→ Le problème: Poursuivez le texte sur Trump, Harris et les modérateurs là où il s'interrompt.

***** Passage présenté

Notez ce qui se passe ici. Muir cite Harris à deux reprises et valide son affirmation selon laquelle une taxe douanière est une taxe sur la vente : « comme elle le dit, est essentiellement une taxe nationale sur les ventes ».

Il cite ensuite Harris à nouveau sur le fait que cela coûte aux familles américaines 4 000 dollars par an. Sa question à Trump ne vise pas à savoir s’il est d’accord avec l’affirmation de Harris, mais à lui poser une question beaucoup plus chargée : « Pensez-vous que les Américains peuvent se permettre des prix plus élevés ? »

Je suis moi-même en faveur du libre-échange, mais une taxe douanière n’est pas simplement une taxe sur les ventes, et l’affirmation selon laquelle cela couterait 4 000 dollars par an est une absurdité totale.

Le ménage américain moyen dépense seulement environ 11% de sa consommation en biens importés. Cela équivaut à environ 8 000 $ de biens importés par ménage et par an.

Même si Trump devait imposer un tarif de 20 % sur tous les biens importés — ce qui n’est pas son plan — et même si tous ces biens bénéficiaient actuellement d’un tarif nul — ce qui n’est certainement pas le cas — et même s’il n’y avait pas de substitution aux importations et que le coût total était répercuté sur le consommateur — ce qui n’est pas non plus le cas, il n’est clairement pas possible qu’un tarif de 20 % sur 8 000 $ de dépenses puisse en coûter 4 000.

Donc, les diverses absurdités débitées par Trump ont été « vérifiées » par les modérateurs mais la propagande complètement dénuée de toute logique de Harris a été approuvée et renforcée.

Trump aurait pourtant dû pouvoir répliquer en évoquant l’objectif de promouvoir la production nationale et d’encourager l’industrie et l’agriculture nationales. Son incapacité à le faire – et même à contre-attaquer par une réfutation logique sur quoi que ce soit – a rendu ce spectacle profondément insatisfaisant.

Linsey Davis à Trump :

"Je voudrais aborder la question de l’avortement. Président Trump, vous vous êtes souvent vanté d’avoir réussi à faire échouer l’arrêt Roe v Wade l’année dernière. Vous avez déclaré que vous étiez fier d’être le président le plus pro-vie de l’histoire américaine. Puis, le mois dernier, vous avez déclaré que votre administration serait formidable pour les femmes et leurs droits reproductifs. Dans votre État d’origine, la Floride, vous avez surpris beaucoup de monde en interdisant l’avortement après six semaines, car vous aviez d’abord déclaré que c’était trop court et vous aviez déclaré (citation) « Je vais voter pour que nous ayons besoin de plus de six semaines. »

**********
***** Données fournies

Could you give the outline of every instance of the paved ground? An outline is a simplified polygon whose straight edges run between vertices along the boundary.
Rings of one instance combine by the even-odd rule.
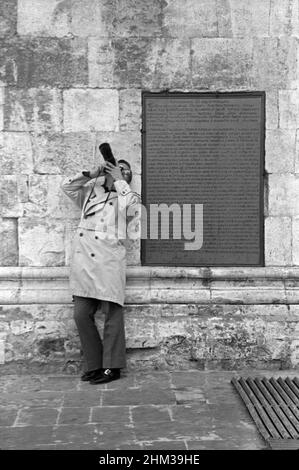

**********

→ Réponse écrite:
Mais le lendemain même, vous avez changé d’avis et déclaré que vous voteriez en faveur de l’interdiction de l’avortement après six semaines. La vice-présidente Harris a déclaré que les femmes ne devraient pas vous faire confiance sur la question de l’avortement parce que vous avez changé de position à de nombreuses reprises. Pourquoi devraient-elles donc vous faire confiance ?"

Notez l’agressivité dans la formulation de cette question et l’utilisation du verbe à connotation négative « vanté » dans la formulation. Également l’utilisation d’expressions amplifiantes comme « le lendemain même ».

Comparez maintenant ce ton avec les questions superficiellement « provocatrices » visant à défier Harris.

David Muir à Harris :

"Nous allons maintenant nous pencher sur l’immigration et la sécurité des frontières. Nous savons que c’est un problème pour les Républicains, les Démocrates et tous les électeurs de ce pays. Vice-présidente Harris, le président Biden vous a chargé de vous attaquer aux causes profondes de la migration en provenance d’Amérique centrale.

Nous savons que les passages illégaux aux frontières ont atteint un sommet sous l’administration Biden. En juin dernier, le président Biden a adopté de nouvelles restrictions en matière d’asile. Nous savons que les chiffres ont depuis lors considérablement diminué. Mais ma question ce soir est la suivante : pourquoi l’administration a-t-elle attendu six mois avant les élections pour agir ? Auriez-vous agi différemment du président Biden à ce sujet ?"

C’est fascinant parce que l’intention est clairement de donner l’impression de s’attaquer à Harris, alors que la formulation de la question est orientée en sa faveur.

La description du rôle de Harris correspond exactement à celle de son équipe de campagne : elle n’était pas en charge du contrôle des frontières ou de la politique d’immigration, mais plutôt de la lutte contre les « causes profondes » de l’immigration. C’est exactement ainsi que Harris veut le présenter, mais ce n’est pas tout à fait vrai.

De plus, le problème est présenté comme étant essentiellement résolu, ce qui est encore une fois une proposition extrêmement douteuse, et la question est fondamentalement : pourquoi cela vous a-t-il pris autant de temps ?

Après quelques échanges entre les candidats, Muir est intervenu pour renforcer un point déjà soulevé par Kamala Harris.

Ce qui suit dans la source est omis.